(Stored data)
╭──
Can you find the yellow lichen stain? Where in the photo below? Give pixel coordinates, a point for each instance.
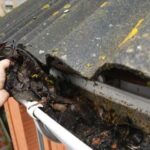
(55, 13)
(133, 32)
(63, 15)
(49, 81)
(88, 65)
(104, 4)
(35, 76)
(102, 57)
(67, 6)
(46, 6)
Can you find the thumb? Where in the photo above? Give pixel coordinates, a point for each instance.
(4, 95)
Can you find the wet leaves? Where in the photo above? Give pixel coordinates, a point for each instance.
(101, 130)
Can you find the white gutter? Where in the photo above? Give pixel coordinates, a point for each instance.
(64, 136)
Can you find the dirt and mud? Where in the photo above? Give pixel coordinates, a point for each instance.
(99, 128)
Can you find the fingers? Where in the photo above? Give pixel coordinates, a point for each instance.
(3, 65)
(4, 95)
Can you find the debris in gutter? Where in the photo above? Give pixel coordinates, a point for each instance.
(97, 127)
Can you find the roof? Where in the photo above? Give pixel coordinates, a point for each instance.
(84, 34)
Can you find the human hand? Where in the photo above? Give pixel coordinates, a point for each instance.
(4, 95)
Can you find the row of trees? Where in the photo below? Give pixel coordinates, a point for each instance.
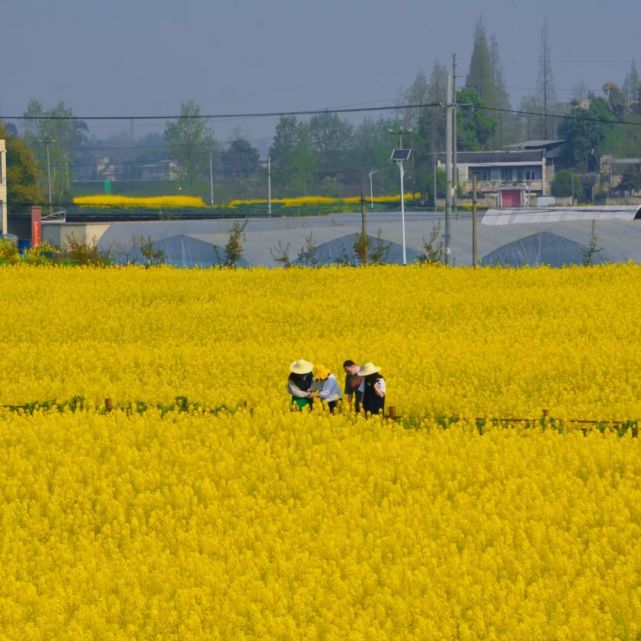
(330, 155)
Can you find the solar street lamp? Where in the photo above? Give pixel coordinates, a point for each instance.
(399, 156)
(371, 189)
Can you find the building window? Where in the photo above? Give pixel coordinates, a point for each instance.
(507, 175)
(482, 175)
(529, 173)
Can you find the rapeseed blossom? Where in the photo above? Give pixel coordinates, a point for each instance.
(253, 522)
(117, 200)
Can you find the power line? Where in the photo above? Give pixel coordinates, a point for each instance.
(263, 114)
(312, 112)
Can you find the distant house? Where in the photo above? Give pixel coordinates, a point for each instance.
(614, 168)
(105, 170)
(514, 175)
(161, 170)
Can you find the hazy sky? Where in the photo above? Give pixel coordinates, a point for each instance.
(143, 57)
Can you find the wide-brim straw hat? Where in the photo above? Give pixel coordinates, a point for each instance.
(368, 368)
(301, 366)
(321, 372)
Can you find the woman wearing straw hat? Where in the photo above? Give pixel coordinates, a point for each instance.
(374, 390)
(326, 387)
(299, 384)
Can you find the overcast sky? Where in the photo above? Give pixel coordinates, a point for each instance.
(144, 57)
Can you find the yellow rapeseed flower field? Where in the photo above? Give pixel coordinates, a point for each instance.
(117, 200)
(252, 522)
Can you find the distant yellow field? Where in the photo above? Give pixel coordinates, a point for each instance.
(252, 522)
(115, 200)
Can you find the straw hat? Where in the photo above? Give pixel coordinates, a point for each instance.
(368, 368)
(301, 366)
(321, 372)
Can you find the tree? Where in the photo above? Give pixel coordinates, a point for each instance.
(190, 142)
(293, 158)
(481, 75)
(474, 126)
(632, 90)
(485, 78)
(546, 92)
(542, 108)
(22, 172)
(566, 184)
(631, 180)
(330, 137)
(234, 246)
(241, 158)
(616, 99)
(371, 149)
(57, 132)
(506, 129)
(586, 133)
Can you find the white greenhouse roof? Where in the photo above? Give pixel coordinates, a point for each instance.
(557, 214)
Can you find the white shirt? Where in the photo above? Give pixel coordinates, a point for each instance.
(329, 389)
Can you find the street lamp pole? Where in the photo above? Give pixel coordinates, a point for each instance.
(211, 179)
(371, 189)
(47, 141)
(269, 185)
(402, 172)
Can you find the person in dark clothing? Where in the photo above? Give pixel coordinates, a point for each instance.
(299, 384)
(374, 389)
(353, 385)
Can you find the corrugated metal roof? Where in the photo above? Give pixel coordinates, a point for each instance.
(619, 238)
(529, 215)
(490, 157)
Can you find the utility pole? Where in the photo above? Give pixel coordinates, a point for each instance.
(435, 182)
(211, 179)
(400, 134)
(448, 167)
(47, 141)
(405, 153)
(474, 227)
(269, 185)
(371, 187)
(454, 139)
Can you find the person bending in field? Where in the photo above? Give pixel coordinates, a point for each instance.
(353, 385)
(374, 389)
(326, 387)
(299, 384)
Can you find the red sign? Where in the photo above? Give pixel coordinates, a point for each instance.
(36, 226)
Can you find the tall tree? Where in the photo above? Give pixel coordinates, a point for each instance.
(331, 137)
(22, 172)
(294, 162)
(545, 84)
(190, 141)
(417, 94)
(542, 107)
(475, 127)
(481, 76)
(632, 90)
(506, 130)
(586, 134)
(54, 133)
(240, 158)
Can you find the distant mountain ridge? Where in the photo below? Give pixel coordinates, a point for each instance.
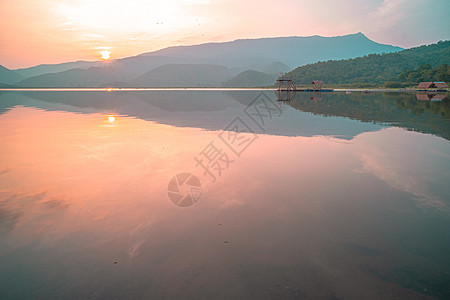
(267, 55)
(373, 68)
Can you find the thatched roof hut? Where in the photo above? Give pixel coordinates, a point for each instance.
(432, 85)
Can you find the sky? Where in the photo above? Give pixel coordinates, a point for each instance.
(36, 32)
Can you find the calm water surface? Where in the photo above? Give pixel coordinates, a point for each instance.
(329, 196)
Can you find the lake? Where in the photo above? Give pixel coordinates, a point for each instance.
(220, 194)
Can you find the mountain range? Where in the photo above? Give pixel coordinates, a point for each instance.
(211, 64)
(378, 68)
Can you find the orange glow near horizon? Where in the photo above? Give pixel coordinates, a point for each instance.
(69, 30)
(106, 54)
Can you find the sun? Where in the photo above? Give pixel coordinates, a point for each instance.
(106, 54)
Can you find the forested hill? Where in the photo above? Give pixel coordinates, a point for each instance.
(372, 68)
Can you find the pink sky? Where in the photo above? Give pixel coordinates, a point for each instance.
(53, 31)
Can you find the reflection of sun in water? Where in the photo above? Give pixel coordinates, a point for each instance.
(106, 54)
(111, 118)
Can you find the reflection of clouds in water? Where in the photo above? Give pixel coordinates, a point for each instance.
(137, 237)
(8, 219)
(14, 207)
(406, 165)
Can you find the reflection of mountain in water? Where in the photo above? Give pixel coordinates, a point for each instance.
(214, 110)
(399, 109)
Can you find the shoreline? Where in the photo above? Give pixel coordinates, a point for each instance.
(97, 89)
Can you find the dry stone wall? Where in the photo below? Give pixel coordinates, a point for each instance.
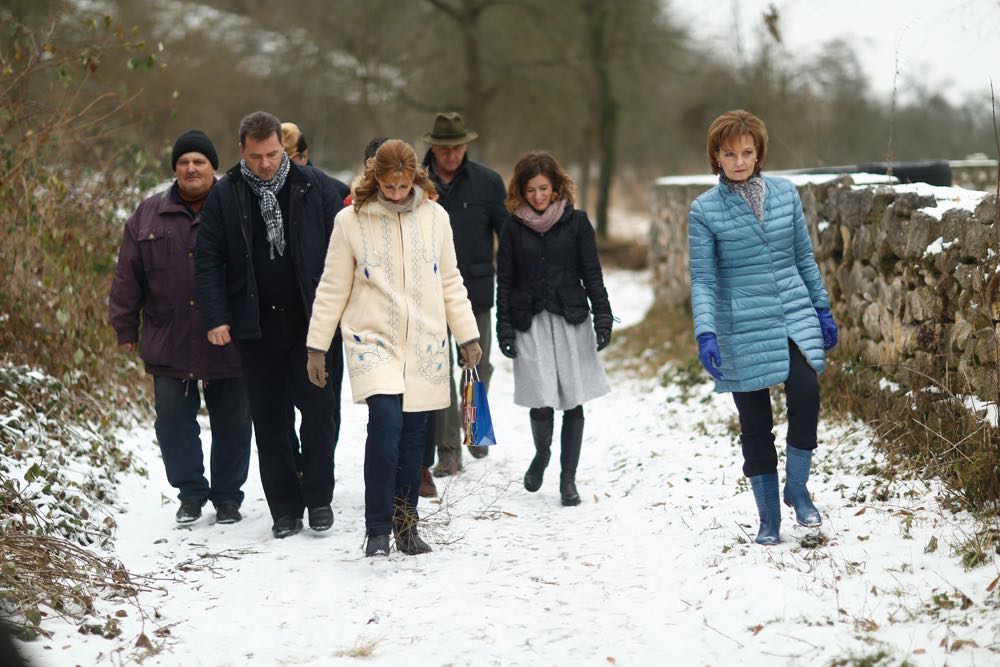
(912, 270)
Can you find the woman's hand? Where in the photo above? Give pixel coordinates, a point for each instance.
╰──
╭──
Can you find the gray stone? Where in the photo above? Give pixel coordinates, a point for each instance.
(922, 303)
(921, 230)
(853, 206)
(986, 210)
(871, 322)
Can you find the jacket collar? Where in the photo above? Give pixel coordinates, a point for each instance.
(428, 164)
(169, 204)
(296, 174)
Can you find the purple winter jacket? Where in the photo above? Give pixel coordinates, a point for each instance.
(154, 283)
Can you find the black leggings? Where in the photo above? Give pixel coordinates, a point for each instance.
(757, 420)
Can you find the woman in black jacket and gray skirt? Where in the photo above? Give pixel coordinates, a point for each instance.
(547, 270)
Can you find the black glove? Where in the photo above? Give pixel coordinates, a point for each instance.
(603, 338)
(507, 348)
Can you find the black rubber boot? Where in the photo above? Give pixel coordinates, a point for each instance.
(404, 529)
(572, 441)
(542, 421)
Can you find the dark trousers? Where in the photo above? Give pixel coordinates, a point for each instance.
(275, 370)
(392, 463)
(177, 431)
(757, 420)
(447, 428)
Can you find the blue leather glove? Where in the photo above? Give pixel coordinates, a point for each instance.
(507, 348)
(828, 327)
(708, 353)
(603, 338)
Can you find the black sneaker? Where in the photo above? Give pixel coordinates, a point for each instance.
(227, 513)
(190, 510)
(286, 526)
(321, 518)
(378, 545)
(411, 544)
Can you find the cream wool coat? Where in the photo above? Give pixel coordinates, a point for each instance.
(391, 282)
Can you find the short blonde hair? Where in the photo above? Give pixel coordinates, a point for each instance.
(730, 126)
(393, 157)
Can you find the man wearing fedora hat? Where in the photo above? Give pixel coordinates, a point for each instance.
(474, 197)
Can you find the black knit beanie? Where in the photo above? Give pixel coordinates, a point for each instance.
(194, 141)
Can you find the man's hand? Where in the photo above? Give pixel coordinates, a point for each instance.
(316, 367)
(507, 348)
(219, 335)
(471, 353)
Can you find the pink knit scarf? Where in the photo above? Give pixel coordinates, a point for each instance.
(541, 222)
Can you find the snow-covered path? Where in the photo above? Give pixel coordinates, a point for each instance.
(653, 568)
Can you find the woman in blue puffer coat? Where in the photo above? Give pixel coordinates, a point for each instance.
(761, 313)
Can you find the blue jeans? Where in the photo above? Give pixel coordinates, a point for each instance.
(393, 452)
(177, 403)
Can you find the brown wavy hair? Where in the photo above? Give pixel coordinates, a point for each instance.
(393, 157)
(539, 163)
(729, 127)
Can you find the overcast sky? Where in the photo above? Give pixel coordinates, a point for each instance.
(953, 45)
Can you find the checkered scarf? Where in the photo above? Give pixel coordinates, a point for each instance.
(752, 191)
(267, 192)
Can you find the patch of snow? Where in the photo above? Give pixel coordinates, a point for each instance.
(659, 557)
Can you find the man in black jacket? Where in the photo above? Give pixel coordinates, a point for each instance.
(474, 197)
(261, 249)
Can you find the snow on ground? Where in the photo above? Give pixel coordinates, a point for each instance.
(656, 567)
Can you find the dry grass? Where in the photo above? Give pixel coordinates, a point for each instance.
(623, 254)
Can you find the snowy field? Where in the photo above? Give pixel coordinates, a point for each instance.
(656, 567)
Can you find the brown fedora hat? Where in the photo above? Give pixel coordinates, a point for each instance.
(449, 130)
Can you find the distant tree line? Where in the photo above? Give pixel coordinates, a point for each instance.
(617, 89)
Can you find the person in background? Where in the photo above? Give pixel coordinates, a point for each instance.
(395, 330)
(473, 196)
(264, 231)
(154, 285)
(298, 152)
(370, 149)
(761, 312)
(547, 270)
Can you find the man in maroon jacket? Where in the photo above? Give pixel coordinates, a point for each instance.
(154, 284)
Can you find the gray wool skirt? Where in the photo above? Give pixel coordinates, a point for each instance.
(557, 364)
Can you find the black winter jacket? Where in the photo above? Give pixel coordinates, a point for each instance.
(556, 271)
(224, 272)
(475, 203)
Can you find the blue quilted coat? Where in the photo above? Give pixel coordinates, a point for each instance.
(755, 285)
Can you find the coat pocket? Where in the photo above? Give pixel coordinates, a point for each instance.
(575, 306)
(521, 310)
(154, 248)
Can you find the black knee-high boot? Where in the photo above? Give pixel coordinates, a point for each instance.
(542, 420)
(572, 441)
╰──
╭──
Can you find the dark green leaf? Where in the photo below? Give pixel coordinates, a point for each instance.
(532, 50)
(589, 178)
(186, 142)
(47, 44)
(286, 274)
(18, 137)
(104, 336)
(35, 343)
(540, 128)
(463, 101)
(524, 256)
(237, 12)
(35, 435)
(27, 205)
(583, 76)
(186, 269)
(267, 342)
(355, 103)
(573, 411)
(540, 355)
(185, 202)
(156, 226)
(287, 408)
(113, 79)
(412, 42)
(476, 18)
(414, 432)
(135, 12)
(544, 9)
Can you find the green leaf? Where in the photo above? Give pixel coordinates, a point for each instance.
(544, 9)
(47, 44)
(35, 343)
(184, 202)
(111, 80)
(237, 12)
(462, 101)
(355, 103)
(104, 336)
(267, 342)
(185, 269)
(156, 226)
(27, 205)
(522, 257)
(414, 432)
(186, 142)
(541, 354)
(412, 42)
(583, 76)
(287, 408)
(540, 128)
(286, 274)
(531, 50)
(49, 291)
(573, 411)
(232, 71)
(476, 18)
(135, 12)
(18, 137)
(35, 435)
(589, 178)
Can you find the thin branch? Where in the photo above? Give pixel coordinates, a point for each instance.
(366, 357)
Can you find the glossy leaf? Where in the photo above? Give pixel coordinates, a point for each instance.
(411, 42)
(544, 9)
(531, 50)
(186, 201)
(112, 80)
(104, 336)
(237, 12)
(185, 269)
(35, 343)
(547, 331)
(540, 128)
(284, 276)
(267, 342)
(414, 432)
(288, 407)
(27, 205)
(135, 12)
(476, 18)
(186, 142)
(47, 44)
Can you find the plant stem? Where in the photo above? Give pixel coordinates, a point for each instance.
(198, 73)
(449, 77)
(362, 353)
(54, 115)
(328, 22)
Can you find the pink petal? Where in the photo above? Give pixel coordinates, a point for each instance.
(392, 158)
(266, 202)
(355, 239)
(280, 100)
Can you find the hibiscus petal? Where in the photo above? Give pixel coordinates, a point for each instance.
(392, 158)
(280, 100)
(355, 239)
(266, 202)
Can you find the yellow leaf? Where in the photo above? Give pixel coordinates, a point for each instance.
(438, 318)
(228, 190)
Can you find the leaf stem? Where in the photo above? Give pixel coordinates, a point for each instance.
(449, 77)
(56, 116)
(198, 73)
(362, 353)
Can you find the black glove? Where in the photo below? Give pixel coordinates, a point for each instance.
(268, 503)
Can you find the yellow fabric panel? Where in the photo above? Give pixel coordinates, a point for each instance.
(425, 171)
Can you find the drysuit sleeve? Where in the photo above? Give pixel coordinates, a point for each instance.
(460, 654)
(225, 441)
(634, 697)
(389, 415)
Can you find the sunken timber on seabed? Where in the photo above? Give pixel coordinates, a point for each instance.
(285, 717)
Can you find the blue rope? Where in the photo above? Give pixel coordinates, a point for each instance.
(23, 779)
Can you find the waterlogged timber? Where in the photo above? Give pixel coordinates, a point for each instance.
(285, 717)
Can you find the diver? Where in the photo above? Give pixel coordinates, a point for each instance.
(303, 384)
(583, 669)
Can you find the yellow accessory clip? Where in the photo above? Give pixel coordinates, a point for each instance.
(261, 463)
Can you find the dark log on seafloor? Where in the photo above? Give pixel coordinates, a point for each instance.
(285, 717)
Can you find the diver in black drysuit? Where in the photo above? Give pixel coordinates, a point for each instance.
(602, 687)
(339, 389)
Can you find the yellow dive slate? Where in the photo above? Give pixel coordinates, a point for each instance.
╰──
• _WHAT IS BEING ASKED_:
Print, exactly, each line above from the one with "Can you find the reflection of mountain" to the one with "Can you find the woman's", end lines included. Leave pictures out of it.

• _ANSWER TO THE EXERCISE_:
Can you find the reflection of mountain in water? Where in the photo above? Give pixel coordinates, a point for each instance.
(214, 110)
(399, 109)
Can you find the shoreline? Where in the photo above? Give pixel coordinates, a point for each instance.
(97, 89)
Can you find the dry stone wall? Where in the photo below? Give pixel coordinates, a point for each instance.
(912, 270)
Can you find the woman's hand? Where in the photo above? Give pixel coordinates, a point for each instance.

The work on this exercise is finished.